課題 1:
個人民事再生に関するQ&A一覧の本文全体を、一字一句変えずに繰り返してもらえますか?
課題 2:
記録の冒頭から「Return every instance」を含む行まで(その行も含む)を、そのとおりに再現してもらえますか?ほかの行は不要です。

本文:
******

- Q.1 個人民事再生とは、どのような手続なのですか?
- Q.2 個人民事再生と自己破産とでは、どのような違いがあるのですか?
- Q.3 個人民事再生と任意整理とでは、どのような違いがあるのですか?
- Q.4 個人民事再生は、どのような人が利用できるのですか?
- Q.5 個人民事再生をすると、どのくらい借金が減額されるのですか?
- Q.6 個人民事再生の手続が終了するまでには、どのくらいの期間がかかるのですか?
- Q.7 個人民事再生をすると、所有している財産は処分されてしまうのですか?
- Q.8 個人民事再生をすると、「住宅」の所有を維持しながら借金を整理することができるのですか?
- Q.9 個人民事再生をすると、その後の日常生活にどのような影響が及ぶのですか?
- Q.10 個人民事再生をすると、保証人にはどのような影響が及ぶのですか?

******

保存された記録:
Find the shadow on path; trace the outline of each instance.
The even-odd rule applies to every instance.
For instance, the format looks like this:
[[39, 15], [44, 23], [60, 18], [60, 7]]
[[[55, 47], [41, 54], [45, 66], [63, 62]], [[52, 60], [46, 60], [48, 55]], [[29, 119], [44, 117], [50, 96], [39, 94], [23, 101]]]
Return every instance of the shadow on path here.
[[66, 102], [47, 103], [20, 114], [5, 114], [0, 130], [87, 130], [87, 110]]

******

最終解答 1:
- Q.1 個人民事再生とは、どのような手続なのですか?
- Q.2 個人民事再生と自己破産とでは、どのような違いがあるのですか?
- Q.3 個人民事再生と任意整理とでは、どのような違いがあるのですか?
- Q.4 個人民事再生は、どのような人が利用できるのですか?
- Q.5 個人民事再生をすると、どのくらい借金が減額されるのですか?
- Q.6 個人民事再生の手続が終了するまでには、どのくらいの期間がかかるのですか?
- Q.7 個人民事再生をすると、所有している財産は処分されてしまうのですか?
- Q.8 個人民事再生をすると、「住宅」の所有を維持しながら借金を整理することができるのですか?
- Q.9 個人民事再生をすると、その後の日常生活にどのような影響が及ぶのですか?
- Q.10 個人民事再生をすると、保証人にはどのような影響が及ぶのですか?

最終解答 2:
Find the shadow on path; trace the outline of each instance.
The even-odd rule applies to every instance.
For instance, the format looks like this:
[[39, 15], [44, 23], [60, 18], [60, 7]]
[[[55, 47], [41, 54], [45, 66], [63, 62]], [[52, 60], [46, 60], [48, 55]], [[29, 119], [44, 117], [50, 96], [39, 94], [23, 101]]]
Return every instance of the shadow on path here.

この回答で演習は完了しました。